** begin **
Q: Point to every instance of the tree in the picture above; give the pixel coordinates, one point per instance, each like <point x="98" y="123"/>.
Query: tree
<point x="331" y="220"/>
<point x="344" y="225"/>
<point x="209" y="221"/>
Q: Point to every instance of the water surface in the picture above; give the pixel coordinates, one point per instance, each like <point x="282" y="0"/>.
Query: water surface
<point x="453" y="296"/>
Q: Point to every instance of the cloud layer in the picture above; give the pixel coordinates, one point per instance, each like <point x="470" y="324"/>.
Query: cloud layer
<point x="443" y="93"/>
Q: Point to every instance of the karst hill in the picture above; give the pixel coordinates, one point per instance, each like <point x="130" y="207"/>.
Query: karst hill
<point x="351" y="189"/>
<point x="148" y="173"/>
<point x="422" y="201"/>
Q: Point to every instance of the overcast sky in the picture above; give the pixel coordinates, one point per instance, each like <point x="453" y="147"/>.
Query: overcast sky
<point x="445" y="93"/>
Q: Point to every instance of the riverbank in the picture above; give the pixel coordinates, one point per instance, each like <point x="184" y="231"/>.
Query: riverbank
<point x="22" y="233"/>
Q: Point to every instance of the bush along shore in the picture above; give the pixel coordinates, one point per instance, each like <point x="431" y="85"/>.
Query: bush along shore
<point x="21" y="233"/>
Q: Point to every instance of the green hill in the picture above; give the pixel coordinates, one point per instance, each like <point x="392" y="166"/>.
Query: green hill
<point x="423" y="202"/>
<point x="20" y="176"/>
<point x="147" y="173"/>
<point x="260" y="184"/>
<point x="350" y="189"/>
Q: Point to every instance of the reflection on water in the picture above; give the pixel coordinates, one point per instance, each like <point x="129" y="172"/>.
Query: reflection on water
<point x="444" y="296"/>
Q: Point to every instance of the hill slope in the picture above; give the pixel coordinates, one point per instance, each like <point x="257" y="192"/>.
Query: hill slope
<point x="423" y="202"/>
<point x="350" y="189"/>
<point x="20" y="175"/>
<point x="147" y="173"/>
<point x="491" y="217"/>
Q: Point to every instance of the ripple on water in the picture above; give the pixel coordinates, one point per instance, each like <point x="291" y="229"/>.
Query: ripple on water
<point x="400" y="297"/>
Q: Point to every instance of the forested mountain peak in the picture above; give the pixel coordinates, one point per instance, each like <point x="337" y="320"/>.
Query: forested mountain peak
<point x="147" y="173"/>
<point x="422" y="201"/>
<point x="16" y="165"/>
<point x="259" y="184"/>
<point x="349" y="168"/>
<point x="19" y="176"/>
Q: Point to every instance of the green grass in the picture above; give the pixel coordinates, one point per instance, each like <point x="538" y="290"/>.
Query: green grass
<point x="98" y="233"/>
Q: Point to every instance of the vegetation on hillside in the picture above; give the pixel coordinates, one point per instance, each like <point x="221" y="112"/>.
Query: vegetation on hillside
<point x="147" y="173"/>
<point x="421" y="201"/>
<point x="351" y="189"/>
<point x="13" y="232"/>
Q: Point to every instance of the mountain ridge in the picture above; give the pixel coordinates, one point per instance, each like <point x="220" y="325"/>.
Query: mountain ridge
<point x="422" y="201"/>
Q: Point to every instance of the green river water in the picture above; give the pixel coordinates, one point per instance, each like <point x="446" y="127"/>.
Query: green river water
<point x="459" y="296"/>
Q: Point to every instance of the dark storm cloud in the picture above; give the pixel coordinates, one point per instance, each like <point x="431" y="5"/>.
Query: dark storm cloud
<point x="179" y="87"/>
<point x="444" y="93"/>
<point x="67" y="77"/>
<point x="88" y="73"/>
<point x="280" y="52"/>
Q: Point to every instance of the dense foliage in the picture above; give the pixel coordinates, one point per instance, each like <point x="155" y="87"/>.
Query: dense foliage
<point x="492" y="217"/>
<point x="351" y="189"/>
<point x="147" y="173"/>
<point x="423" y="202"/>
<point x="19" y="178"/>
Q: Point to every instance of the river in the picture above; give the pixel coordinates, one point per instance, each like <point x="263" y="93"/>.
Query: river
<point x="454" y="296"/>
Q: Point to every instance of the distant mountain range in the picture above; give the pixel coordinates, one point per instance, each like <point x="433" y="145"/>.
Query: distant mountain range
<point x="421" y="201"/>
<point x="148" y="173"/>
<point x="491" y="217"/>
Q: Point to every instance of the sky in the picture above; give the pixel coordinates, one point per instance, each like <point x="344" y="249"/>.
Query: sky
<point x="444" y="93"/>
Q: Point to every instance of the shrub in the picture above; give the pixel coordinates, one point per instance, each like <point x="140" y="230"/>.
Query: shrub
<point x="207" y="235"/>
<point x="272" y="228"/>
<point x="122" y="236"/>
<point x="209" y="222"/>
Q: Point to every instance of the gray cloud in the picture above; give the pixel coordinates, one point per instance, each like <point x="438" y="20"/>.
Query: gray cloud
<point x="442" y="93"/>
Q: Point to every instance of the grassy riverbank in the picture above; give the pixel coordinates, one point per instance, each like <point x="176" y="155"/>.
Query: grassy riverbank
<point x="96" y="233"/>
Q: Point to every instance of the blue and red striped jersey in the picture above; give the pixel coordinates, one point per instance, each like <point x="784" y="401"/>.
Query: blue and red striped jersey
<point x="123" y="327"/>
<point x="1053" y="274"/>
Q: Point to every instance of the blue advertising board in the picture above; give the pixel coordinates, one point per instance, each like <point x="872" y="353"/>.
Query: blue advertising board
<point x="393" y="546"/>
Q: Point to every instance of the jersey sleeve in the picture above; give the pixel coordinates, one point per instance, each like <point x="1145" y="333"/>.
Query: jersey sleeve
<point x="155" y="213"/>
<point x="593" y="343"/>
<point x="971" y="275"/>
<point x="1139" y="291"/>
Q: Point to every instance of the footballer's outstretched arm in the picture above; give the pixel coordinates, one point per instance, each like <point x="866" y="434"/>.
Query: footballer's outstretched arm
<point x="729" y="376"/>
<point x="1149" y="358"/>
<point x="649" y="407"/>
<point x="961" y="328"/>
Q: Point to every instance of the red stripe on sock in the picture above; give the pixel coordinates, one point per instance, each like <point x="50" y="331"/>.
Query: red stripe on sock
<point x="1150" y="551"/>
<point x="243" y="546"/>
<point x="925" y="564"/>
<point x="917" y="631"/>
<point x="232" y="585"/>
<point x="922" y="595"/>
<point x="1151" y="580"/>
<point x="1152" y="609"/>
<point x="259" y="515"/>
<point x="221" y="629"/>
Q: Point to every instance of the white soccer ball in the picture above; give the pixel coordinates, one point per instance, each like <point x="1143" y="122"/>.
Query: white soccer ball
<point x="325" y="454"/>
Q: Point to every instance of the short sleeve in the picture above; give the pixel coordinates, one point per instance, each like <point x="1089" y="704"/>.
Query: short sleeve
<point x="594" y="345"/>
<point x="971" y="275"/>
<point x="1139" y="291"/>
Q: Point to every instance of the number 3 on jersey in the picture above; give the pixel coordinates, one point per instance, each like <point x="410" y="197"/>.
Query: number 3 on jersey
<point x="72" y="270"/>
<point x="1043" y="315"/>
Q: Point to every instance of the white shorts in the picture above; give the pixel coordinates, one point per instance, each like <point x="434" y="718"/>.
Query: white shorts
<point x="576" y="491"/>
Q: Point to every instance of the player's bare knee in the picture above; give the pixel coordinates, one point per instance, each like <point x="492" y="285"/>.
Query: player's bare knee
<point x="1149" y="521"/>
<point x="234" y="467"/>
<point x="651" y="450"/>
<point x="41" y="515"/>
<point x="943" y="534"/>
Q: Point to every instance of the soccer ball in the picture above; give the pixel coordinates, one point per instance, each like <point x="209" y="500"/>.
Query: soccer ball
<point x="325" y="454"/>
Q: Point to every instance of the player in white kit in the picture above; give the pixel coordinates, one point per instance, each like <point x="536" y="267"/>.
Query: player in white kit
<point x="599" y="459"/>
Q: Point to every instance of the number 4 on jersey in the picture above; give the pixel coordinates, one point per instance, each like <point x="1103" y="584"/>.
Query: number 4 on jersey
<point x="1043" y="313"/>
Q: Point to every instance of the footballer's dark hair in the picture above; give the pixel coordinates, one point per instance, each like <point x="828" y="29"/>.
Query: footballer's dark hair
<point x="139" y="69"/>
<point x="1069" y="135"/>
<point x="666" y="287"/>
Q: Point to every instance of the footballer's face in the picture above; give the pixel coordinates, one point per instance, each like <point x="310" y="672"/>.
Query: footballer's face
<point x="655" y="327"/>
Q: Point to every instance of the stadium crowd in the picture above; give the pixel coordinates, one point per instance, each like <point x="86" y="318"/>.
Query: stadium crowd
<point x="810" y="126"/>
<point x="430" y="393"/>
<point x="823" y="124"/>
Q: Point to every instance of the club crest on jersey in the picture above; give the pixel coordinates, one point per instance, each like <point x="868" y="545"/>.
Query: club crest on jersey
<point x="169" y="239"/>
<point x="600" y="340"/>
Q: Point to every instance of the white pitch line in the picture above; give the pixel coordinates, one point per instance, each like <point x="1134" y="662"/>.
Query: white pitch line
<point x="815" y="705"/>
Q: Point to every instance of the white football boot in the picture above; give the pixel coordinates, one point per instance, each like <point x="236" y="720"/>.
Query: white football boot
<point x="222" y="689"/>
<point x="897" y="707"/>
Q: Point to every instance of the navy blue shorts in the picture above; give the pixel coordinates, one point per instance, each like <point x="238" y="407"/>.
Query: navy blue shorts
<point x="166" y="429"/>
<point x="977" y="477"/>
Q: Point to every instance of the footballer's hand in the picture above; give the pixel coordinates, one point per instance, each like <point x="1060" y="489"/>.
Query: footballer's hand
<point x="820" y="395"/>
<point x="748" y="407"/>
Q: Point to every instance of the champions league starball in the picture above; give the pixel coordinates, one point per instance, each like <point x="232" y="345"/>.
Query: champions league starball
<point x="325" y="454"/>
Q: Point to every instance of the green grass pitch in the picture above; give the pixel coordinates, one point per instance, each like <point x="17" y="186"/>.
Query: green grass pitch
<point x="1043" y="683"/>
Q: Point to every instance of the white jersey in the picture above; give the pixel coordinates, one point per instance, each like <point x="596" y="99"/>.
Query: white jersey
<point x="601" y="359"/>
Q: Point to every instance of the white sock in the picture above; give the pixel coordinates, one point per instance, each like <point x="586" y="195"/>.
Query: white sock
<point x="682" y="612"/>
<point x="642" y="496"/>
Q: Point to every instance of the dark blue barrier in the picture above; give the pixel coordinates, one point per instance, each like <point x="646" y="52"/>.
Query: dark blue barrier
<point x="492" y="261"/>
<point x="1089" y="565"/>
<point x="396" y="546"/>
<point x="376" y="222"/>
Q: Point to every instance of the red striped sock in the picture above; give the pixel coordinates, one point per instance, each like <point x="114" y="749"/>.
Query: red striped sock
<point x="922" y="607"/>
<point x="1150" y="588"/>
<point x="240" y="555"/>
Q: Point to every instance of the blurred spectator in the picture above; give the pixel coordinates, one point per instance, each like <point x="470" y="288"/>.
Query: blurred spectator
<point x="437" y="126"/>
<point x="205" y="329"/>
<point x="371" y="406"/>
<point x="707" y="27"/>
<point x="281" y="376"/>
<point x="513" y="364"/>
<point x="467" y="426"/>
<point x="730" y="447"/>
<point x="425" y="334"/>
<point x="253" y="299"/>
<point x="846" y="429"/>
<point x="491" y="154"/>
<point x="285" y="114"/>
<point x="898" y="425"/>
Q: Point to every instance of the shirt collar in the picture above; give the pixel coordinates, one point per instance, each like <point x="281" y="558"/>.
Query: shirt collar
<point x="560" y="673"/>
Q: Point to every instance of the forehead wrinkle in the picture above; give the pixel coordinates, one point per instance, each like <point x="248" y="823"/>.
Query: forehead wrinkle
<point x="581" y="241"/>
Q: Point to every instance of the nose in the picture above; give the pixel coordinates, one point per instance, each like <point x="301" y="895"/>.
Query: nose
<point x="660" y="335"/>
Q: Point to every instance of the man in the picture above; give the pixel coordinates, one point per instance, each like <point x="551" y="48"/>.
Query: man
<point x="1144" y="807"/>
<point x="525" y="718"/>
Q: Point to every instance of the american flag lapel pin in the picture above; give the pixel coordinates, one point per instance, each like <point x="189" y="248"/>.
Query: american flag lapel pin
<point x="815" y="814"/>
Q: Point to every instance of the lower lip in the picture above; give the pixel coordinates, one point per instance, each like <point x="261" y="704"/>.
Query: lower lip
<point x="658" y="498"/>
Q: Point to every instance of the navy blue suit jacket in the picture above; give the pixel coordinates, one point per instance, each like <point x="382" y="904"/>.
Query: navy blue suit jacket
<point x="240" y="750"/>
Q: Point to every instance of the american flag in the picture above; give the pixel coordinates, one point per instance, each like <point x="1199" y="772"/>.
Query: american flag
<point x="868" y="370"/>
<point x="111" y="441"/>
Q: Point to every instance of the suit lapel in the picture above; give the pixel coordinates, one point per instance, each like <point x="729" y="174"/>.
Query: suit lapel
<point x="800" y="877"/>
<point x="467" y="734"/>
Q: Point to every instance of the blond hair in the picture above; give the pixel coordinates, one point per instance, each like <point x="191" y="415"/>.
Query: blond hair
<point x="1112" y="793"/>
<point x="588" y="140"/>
** end **
WHAT THIS TASK INVOLVES:
Transcribe only the trailing portion of the entries above: the line that contains "Q: Point to every instance of the navy blue suit" and each line after it.

IN RESPONSE:
Q: Point to every instance of the navy blue suit jacket in the picture above; give the pixel coordinates, one point per instance, each like <point x="382" y="904"/>.
Query: navy blue suit jacket
<point x="240" y="750"/>
Q: Point to every instance of the american flag in the picture above; give the pixel coordinates, one point per instance, each like <point x="1199" y="772"/>.
Query: american flag
<point x="868" y="370"/>
<point x="111" y="441"/>
Q: Point to every instance of the suit lapel in the picture above; give the pixel coordinates, one point per instance, each like <point x="729" y="174"/>.
Query: suit lapel
<point x="800" y="877"/>
<point x="467" y="734"/>
Q: Point to every instance of the blond hair in the picture above; give the pixel coordinates, one point per instance, each like <point x="191" y="415"/>.
Query: blond hair
<point x="1112" y="793"/>
<point x="588" y="140"/>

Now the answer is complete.